# INPUT RECORDS
:::::

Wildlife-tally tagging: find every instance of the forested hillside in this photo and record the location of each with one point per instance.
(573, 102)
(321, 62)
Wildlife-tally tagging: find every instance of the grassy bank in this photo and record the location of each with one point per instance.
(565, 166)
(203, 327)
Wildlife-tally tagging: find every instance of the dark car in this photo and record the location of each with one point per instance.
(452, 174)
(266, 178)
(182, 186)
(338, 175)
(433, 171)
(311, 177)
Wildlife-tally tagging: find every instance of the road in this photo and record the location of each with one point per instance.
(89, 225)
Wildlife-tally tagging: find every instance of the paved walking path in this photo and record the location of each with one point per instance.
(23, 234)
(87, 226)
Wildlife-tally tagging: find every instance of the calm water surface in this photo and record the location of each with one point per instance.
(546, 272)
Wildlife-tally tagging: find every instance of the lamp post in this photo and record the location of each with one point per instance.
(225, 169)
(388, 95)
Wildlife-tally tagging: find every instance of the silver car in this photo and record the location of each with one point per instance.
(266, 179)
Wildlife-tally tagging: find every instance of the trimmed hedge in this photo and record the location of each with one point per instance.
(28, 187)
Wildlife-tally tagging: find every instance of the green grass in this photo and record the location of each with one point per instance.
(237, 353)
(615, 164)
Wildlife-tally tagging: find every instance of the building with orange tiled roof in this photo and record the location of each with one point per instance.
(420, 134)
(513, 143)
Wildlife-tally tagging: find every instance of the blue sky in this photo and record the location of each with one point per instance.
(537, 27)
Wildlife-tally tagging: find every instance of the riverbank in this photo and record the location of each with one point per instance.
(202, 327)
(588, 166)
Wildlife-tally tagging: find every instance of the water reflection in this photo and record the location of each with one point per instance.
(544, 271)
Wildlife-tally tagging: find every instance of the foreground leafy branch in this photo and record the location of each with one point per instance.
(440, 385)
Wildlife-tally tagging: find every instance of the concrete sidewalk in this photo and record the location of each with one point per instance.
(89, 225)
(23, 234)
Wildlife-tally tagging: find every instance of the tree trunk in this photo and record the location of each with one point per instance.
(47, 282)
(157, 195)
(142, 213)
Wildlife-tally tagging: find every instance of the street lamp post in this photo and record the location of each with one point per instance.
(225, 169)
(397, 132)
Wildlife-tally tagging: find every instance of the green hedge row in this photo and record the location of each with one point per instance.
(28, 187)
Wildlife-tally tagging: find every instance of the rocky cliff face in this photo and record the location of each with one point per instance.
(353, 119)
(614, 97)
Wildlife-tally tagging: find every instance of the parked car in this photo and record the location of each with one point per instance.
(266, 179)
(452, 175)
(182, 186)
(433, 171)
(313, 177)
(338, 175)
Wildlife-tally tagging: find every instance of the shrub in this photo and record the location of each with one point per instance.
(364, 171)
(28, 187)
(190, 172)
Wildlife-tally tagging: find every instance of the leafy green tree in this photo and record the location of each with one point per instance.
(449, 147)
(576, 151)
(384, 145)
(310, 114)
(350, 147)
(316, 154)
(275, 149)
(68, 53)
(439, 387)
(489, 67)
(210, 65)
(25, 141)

:::::

Copy the data word for word, starting at the line that contains "Wildlife-tally tagging: find every instance of the green hedge" and continuing through the end of the data, including both ends.

# PROBLEM SOLUTION
Wildlife-tally tagging: find every instance of the green hedge row in this photo and record the location of each with one point per instance.
(28, 187)
Wildlife-tally tagging: find every instance of the rocky cliff face in this photo and record the location of each with one point per instance.
(353, 119)
(614, 97)
Wildlife-tally tagging: find every instance of the parked car in this photo and record the location of each with one point per instance.
(266, 179)
(452, 175)
(182, 186)
(433, 171)
(313, 177)
(338, 175)
Wildlife-tally tagging: find every instance of the shrub in this photo and record the location of each with one point per instance.
(364, 171)
(28, 187)
(190, 172)
Wildlife-tally tagging: find every instance of the leafy green tree in this photo and record the location of each with one point per instance.
(449, 147)
(576, 151)
(384, 145)
(310, 114)
(350, 147)
(316, 154)
(275, 149)
(68, 53)
(439, 387)
(489, 67)
(210, 65)
(25, 141)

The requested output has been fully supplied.